# Data shown:
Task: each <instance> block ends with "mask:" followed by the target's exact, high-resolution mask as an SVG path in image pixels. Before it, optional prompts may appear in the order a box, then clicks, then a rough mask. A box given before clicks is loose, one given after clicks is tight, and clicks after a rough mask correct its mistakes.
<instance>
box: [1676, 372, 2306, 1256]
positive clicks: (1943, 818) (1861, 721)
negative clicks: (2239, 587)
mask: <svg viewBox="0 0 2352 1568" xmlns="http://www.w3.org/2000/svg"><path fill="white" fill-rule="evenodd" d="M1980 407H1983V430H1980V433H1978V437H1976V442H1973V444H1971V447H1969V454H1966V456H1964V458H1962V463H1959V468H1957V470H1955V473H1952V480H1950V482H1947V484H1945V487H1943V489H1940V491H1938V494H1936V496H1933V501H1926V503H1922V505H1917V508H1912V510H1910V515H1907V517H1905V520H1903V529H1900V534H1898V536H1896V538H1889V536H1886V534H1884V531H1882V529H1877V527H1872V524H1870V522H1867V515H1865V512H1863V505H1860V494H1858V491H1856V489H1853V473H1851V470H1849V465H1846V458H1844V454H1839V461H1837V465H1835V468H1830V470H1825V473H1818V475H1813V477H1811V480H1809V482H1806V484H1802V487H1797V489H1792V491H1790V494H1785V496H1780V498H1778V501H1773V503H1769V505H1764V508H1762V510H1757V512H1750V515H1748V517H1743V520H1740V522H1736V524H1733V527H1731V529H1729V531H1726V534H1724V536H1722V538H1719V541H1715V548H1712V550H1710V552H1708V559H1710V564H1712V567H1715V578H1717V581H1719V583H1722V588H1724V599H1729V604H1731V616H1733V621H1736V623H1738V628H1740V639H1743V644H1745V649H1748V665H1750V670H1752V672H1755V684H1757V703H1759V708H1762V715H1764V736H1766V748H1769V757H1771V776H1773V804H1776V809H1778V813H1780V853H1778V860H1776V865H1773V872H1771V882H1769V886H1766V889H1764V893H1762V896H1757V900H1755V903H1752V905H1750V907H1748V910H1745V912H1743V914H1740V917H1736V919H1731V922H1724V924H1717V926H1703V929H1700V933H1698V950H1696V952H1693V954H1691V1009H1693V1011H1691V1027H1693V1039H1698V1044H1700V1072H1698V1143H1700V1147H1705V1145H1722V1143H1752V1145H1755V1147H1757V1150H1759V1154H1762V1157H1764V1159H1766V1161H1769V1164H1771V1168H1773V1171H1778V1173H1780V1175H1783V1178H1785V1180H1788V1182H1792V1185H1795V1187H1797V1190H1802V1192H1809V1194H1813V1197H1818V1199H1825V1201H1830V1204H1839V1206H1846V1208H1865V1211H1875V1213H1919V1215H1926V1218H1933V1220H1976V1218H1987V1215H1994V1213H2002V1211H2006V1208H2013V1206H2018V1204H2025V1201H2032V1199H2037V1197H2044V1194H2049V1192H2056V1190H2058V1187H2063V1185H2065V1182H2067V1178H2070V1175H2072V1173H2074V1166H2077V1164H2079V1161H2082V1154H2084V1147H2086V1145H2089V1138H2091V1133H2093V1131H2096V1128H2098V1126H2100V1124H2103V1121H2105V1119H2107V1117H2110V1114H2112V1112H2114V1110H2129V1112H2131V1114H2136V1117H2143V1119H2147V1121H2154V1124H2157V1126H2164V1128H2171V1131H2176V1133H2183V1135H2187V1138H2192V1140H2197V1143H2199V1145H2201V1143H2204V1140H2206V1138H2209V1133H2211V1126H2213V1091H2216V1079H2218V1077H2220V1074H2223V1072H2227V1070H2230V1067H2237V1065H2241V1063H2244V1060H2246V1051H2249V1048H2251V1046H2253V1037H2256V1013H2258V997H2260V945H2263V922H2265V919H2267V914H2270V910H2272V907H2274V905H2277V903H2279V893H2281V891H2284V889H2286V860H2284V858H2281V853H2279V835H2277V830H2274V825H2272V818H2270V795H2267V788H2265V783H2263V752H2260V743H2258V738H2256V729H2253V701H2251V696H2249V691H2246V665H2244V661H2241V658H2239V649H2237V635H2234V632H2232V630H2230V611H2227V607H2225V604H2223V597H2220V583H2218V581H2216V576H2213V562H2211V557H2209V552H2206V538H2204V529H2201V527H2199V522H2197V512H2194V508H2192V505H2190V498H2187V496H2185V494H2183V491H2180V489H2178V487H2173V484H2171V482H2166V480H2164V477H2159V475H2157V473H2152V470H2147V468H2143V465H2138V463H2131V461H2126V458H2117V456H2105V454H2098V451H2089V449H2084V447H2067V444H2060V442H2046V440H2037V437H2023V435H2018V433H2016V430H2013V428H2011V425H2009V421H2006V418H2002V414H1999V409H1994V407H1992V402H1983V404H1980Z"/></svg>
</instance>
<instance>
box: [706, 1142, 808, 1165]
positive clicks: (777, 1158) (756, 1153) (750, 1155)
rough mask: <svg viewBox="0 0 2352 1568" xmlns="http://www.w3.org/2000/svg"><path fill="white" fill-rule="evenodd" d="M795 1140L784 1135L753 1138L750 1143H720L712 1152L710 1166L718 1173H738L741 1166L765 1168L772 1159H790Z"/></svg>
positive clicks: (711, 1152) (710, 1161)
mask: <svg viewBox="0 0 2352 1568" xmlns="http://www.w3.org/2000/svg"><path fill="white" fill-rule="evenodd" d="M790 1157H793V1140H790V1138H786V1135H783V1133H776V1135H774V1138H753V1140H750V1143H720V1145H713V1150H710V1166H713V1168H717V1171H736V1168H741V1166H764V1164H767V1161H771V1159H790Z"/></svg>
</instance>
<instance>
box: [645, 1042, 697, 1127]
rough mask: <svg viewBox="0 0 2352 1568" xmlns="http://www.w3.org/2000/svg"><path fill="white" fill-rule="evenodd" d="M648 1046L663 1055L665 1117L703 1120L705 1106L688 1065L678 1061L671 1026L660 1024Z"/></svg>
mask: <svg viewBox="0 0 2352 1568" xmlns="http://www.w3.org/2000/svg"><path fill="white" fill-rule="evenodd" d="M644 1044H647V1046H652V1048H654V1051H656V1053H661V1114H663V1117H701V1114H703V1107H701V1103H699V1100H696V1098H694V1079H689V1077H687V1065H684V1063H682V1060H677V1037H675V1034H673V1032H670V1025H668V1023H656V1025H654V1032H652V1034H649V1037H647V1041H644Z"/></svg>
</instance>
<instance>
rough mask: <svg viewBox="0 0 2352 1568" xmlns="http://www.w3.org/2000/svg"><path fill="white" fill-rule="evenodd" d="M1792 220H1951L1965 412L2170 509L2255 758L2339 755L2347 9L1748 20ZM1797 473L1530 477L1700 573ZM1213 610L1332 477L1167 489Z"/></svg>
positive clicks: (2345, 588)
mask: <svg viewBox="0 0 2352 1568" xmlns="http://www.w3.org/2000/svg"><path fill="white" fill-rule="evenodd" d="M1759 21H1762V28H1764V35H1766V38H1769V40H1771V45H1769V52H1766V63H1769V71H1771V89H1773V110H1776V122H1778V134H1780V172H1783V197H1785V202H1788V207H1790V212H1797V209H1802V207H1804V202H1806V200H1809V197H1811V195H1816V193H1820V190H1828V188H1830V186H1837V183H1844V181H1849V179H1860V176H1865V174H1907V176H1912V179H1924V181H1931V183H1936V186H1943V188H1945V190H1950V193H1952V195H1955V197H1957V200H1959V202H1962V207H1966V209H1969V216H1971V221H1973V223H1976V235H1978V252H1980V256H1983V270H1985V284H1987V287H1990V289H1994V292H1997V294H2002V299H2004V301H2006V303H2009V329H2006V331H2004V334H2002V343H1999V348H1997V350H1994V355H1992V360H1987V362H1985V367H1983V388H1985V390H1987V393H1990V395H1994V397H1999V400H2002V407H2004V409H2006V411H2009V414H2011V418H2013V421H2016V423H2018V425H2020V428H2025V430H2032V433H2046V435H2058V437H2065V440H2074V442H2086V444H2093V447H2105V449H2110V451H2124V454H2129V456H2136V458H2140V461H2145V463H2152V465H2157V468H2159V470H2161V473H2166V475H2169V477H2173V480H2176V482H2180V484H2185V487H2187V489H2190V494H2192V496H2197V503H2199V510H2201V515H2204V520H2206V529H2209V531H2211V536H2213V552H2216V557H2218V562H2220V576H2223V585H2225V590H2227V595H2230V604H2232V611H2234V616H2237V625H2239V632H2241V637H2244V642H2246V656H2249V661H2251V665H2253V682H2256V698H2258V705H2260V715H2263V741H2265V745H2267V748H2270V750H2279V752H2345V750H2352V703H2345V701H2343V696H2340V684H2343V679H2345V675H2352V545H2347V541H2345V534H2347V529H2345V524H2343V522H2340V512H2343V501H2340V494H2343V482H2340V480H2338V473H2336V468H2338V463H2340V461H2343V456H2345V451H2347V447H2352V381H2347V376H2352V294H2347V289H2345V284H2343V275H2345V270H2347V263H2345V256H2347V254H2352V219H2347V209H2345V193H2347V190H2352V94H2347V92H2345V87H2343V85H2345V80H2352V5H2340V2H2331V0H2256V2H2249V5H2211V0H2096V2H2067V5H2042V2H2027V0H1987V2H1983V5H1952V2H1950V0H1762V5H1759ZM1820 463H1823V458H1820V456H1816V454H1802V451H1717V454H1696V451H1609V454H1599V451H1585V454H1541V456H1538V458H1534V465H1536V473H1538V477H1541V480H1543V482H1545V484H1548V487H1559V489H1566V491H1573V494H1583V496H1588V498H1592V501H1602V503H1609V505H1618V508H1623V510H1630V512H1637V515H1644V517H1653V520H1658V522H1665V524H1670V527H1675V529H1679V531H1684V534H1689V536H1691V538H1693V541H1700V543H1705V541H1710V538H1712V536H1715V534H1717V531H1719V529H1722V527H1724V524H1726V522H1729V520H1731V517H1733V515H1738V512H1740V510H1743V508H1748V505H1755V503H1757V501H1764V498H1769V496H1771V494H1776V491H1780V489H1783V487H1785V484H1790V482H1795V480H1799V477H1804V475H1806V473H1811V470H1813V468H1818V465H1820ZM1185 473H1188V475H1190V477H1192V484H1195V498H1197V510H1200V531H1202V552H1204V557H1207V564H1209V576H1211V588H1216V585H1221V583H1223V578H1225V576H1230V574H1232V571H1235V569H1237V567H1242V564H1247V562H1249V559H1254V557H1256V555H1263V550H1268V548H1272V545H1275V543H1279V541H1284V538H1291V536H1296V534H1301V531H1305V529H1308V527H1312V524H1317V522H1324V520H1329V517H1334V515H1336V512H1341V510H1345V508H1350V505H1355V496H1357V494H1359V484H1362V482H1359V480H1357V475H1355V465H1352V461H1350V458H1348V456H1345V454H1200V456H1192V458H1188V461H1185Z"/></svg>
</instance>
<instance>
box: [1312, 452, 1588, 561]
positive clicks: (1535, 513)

# How to complete this task:
Copy out the data again, starting with its very first line and stopping after the line that contains "negative clicks: (2239, 587)". Keep every character unchanged.

# Reply:
Task: each <instance> block ends with "mask:" followed by the target's exact, high-resolution mask as an SVG path in image pixels. Before it, optional prompts may appear in the order a box, then clicks, then a rough mask. A box given before clicks is loose, one given after clicks is tight, and clicks after a rough mask correct its mistakes.
<instance>
box: [1676, 372, 2306, 1256]
positive clicks: (1943, 818) (1861, 721)
negative clicks: (2239, 587)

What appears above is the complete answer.